En los años 80, una pandemia arrasó el planeta. El VIH/SIDA ha infectado a 75 millones de personas y matado a 32 millones desde entonces según datos de la ONU. Hoy sigue siendo una enfermedad grave que no tiene vacuna ni cura pero los portadores del virus pueden vivir muchos años con una vida normal sin desarrollar la enfermedad. El realizador texano Yen Tan (Kuala Lumpur, 1975), de origen malasio, nos cuenta en la emocionante 1985 los albores de esa pandemia que mató a millones de personas en sus inicios, cuando la ciencia no sabía cómo controlar un proceso de decadencia física imparable.
Tan nos conduce hacia ese mundo de radiocasettes, teléfonos caseros con hilos que se enroscan y Madonna a través de una familia sencilla de Texas. En Estados Unidos es frecuente que los hijos vivan en lugares distintos a sus padres o se marchen a países lejanos a luchar en el ejército y el género del regreso al hogar por Navidad o Acción de gracias tiene una nutrida filmografía detrás. Ahí están filmes como Los mejores años de nuestra vida (William Wyler, 1945), donde veíamos los traumas que arrastraban del campo de batalla los soldados al regresar a la patria, tema importante en esta 1985, o joyas del cine independiente como Beautiful Girls (Ted Demme, 1996) sin olvidar novelas tan populares como Las correcciones de Jonathan Franzen.
En este caso, vemos a un joven, Adrian (Cory Michael Smith) que vuelve a su pueblo para visitar a una familia liderada por un padre seco y terco que se desespera porque su hijo pequeño sea “suave” y le regala pop cristiano en Nochebuena. Tratando de aparentar una vida de éxito en Nueva York, Adrian oculta a su familia no solo su homosexualidad, también asuntos más graves.
El cine independiente de Estados Unidos no ha pasado su mejor época en los últimos años. Tras la gloria de los 90 y primeros 2000 cuando irrumpieron Soderbergh o Tarantino, la realidad es que muchas de las mejores películas estadounidenses de los últimos años las han hecho los grandes estudios. Siempre hay joyas, pero atrás quedan los tiempos de gloria de Weinstein y también de un modelo que acabó volviéndose demasiado repetitivo, desprovisto de la audacia y la fuerza de sus inicios. Llegó un momento en el cual el “estilo Sundance”, blancos deprimidos, cámaras al hombro, padres coléricos, hijos adictos, personajes asociales y una estética naturalista con actores sin maquillar que se oponía a las convenciones de Hollywood se convirtió en una fórmula que llenaba festivales y aburría a las ovejas.

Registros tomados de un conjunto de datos
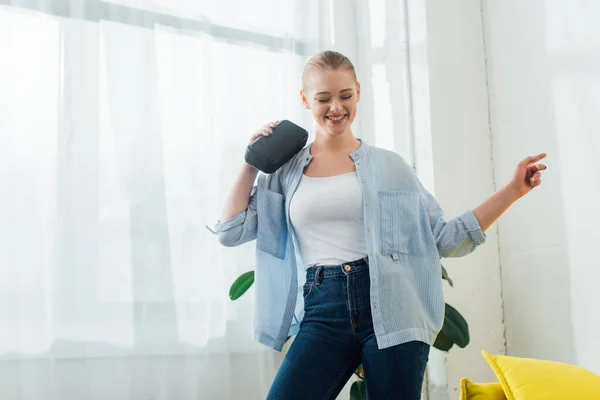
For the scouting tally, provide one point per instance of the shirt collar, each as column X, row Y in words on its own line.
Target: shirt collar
column 356, row 155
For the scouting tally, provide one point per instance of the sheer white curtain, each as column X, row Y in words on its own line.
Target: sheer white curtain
column 122, row 126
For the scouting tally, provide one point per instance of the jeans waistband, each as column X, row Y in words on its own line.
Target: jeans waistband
column 320, row 272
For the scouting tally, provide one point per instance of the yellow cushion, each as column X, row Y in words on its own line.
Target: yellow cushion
column 480, row 391
column 529, row 379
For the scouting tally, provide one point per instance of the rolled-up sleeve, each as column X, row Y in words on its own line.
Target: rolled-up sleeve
column 240, row 228
column 456, row 237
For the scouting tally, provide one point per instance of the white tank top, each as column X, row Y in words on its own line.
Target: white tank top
column 327, row 215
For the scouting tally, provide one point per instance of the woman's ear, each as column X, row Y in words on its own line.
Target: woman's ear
column 305, row 101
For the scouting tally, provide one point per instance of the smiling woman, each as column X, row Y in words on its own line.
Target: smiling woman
column 115, row 117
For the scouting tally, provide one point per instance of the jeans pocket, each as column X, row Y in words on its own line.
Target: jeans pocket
column 400, row 226
column 308, row 289
column 271, row 235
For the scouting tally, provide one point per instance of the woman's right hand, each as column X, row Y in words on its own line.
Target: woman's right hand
column 264, row 131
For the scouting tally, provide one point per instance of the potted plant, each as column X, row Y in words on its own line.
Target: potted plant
column 455, row 330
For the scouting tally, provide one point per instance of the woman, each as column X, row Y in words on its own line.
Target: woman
column 369, row 237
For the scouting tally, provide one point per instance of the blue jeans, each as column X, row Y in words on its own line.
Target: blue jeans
column 337, row 335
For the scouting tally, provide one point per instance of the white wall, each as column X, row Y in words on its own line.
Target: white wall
column 507, row 79
column 463, row 175
column 544, row 83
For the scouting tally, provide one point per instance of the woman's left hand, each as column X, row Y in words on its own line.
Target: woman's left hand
column 528, row 175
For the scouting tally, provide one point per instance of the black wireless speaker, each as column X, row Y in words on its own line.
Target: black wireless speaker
column 269, row 153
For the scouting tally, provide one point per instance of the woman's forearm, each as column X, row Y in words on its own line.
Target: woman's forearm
column 239, row 196
column 491, row 209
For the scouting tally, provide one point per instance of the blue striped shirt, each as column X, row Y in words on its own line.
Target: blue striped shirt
column 405, row 232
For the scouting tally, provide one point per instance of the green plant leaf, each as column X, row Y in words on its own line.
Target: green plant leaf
column 442, row 342
column 358, row 391
column 241, row 285
column 359, row 370
column 446, row 276
column 456, row 327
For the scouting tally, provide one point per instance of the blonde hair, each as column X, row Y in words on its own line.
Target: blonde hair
column 325, row 60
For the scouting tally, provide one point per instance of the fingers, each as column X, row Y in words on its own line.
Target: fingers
column 536, row 179
column 265, row 130
column 533, row 159
column 538, row 167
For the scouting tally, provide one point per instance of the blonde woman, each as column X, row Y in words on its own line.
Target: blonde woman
column 369, row 238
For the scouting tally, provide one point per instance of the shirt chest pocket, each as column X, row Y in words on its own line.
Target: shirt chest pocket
column 271, row 235
column 401, row 227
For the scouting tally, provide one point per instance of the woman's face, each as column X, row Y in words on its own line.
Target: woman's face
column 332, row 97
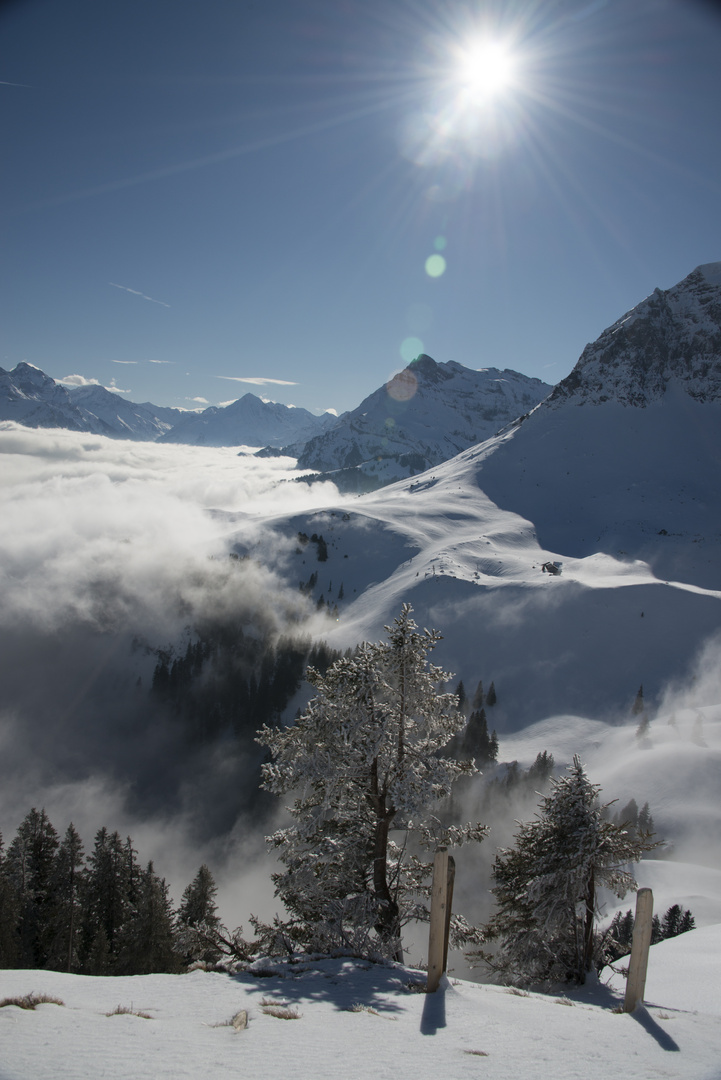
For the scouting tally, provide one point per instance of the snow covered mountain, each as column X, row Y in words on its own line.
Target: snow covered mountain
column 615, row 482
column 109, row 414
column 426, row 414
column 247, row 421
column 32, row 399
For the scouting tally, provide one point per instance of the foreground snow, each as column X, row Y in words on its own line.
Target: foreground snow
column 358, row 1020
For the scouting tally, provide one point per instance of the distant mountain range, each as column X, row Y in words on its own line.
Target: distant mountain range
column 613, row 481
column 247, row 421
column 426, row 414
column 31, row 397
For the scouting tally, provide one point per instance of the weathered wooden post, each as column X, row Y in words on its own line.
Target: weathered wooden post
column 640, row 945
column 441, row 896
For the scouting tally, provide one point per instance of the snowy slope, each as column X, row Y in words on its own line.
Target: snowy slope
column 109, row 414
column 623, row 495
column 31, row 397
column 426, row 414
column 358, row 1021
column 247, row 421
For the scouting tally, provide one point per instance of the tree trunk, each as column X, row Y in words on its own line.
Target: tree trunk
column 388, row 916
column 588, row 926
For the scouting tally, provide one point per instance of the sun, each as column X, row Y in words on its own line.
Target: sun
column 486, row 69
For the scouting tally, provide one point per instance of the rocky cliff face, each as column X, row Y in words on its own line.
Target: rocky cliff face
column 426, row 414
column 31, row 397
column 670, row 339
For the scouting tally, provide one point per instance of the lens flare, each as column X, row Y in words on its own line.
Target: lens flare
column 435, row 266
column 486, row 69
column 403, row 386
column 410, row 349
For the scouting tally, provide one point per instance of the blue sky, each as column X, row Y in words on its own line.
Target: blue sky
column 195, row 193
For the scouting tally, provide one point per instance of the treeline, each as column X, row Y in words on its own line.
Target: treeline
column 100, row 914
column 228, row 682
column 620, row 934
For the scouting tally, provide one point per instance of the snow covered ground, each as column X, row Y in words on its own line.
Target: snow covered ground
column 355, row 1020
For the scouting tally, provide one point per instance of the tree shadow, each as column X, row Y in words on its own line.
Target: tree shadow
column 434, row 1009
column 348, row 983
column 642, row 1016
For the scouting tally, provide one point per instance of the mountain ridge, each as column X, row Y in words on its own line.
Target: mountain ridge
column 426, row 414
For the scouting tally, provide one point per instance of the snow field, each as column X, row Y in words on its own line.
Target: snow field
column 357, row 1021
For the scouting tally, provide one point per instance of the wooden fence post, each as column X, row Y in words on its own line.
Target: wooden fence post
column 441, row 896
column 640, row 945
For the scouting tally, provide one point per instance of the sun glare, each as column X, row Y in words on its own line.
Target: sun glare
column 486, row 69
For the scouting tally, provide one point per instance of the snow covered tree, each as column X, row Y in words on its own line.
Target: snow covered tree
column 68, row 879
column 29, row 865
column 365, row 766
column 546, row 885
column 198, row 922
column 146, row 941
column 639, row 704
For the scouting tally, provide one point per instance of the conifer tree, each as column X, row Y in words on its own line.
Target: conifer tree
column 29, row 865
column 146, row 941
column 462, row 698
column 10, row 917
column 110, row 882
column 546, row 883
column 364, row 758
column 198, row 922
column 68, row 881
column 478, row 698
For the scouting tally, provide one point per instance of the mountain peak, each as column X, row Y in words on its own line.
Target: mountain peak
column 671, row 337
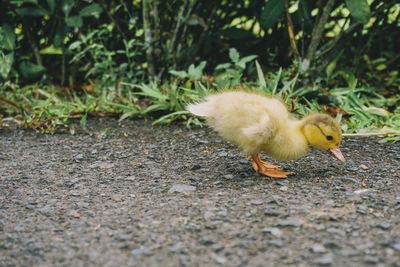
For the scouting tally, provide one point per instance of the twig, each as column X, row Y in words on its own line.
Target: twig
column 317, row 35
column 148, row 36
column 382, row 133
column 290, row 27
column 35, row 48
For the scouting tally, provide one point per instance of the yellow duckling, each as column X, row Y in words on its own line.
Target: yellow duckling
column 258, row 123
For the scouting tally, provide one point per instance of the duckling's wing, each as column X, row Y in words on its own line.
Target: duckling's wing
column 261, row 131
column 200, row 109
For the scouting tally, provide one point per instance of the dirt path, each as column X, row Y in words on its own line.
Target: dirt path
column 167, row 196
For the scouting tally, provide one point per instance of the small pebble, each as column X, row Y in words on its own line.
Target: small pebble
column 290, row 222
column 276, row 243
column 396, row 246
column 139, row 251
column 364, row 167
column 318, row 248
column 371, row 259
column 362, row 209
column 181, row 188
column 256, row 202
column 324, row 260
column 79, row 157
column 228, row 176
column 273, row 231
column 385, row 225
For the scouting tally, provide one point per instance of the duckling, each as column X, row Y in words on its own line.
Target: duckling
column 259, row 123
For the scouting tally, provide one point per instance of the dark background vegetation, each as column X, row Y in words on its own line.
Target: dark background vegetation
column 150, row 57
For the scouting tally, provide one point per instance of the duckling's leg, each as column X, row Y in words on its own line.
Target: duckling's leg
column 266, row 168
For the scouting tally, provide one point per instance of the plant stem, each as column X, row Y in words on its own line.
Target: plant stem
column 148, row 36
column 35, row 48
column 317, row 35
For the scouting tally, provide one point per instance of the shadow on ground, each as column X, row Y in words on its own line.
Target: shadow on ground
column 168, row 196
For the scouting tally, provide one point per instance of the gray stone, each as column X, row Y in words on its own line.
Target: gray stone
column 181, row 188
column 290, row 222
column 324, row 260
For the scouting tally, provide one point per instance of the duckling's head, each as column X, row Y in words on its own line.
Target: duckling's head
column 323, row 132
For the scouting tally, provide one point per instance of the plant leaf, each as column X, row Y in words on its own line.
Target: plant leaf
column 51, row 50
column 260, row 74
column 6, row 62
column 83, row 121
column 91, row 10
column 66, row 6
column 273, row 11
column 30, row 70
column 74, row 21
column 31, row 11
column 303, row 16
column 234, row 55
column 359, row 10
column 7, row 37
column 180, row 74
column 52, row 5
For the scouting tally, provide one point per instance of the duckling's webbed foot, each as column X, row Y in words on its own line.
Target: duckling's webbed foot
column 267, row 169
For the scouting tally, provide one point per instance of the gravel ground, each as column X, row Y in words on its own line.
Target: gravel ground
column 168, row 196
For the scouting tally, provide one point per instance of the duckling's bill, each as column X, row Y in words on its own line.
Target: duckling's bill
column 338, row 154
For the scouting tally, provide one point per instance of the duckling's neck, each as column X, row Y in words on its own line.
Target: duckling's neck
column 289, row 142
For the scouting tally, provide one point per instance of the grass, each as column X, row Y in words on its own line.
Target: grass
column 361, row 110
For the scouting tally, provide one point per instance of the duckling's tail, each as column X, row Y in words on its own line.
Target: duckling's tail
column 199, row 109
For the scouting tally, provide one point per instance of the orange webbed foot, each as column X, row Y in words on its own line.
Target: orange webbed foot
column 267, row 169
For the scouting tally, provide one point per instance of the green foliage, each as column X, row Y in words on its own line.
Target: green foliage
column 359, row 10
column 149, row 58
column 272, row 12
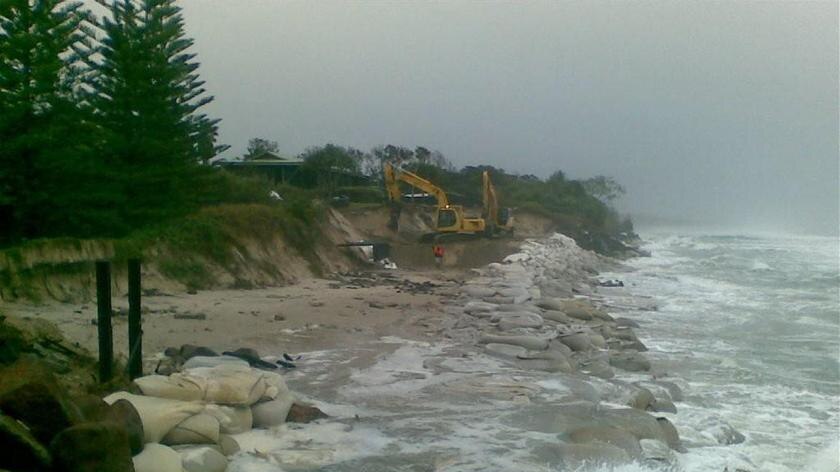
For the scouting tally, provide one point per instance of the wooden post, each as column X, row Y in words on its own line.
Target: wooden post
column 135, row 328
column 103, row 310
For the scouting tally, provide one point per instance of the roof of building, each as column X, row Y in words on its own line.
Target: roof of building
column 266, row 159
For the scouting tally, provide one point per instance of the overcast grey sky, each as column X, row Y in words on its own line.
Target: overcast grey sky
column 724, row 113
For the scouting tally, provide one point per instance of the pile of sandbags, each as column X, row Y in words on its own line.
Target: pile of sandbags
column 188, row 416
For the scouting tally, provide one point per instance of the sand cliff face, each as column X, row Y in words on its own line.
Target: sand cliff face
column 63, row 270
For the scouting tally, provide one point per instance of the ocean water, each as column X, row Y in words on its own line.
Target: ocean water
column 750, row 326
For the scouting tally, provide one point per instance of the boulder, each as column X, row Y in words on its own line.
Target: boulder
column 213, row 361
column 636, row 422
column 577, row 341
column 557, row 316
column 176, row 386
column 92, row 447
column 626, row 322
column 577, row 456
column 532, row 343
column 524, row 320
column 663, row 405
column 597, row 340
column 506, row 351
column 674, row 391
column 657, row 452
column 158, row 458
column 612, row 436
column 203, row 459
column 29, row 392
column 230, row 384
column 299, row 413
column 123, row 414
column 91, row 407
column 598, row 369
column 198, row 429
column 232, row 419
column 273, row 412
column 558, row 364
column 640, row 398
column 28, row 454
column 725, row 434
column 630, row 361
column 578, row 312
column 228, row 445
column 672, row 437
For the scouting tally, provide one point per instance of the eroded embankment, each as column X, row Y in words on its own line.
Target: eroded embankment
column 241, row 246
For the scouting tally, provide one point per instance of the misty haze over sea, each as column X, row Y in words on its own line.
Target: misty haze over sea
column 711, row 113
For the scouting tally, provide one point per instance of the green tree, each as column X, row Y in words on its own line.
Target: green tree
column 603, row 188
column 331, row 165
column 43, row 155
column 259, row 146
column 147, row 95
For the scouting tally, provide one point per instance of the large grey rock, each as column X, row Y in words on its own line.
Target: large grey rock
column 663, row 405
column 612, row 436
column 30, row 393
column 672, row 437
column 92, row 447
column 674, row 391
column 574, row 456
column 577, row 341
column 640, row 398
column 203, row 459
column 636, row 422
column 630, row 361
column 506, row 351
column 520, row 320
column 28, row 453
column 557, row 316
column 532, row 343
column 656, row 452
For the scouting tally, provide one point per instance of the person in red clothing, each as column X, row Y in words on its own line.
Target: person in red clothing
column 438, row 250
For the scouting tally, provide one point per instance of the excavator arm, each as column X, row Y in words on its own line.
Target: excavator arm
column 450, row 218
column 497, row 221
column 394, row 175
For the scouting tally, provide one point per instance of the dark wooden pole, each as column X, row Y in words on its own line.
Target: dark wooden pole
column 135, row 328
column 103, row 310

PREGUNTAS =
1 - Según el texto sobre la película 1985, ¿en qué ciudad nació el realizador Yen Tan?
2 - Traduce al inglés esta oración del texto sobre la película 1985: "Tratando de aparentar una vida de éxito en Nueva York, Adrian oculta a su familia no solo su homosexualidad, también asuntos más graves."

RESPUESTAS =
1 - En Kuala Lumpur.

2 - Trying to appear to have a successful life in New York, Adrian hides from his family not only his homosexuality but also more serious matters.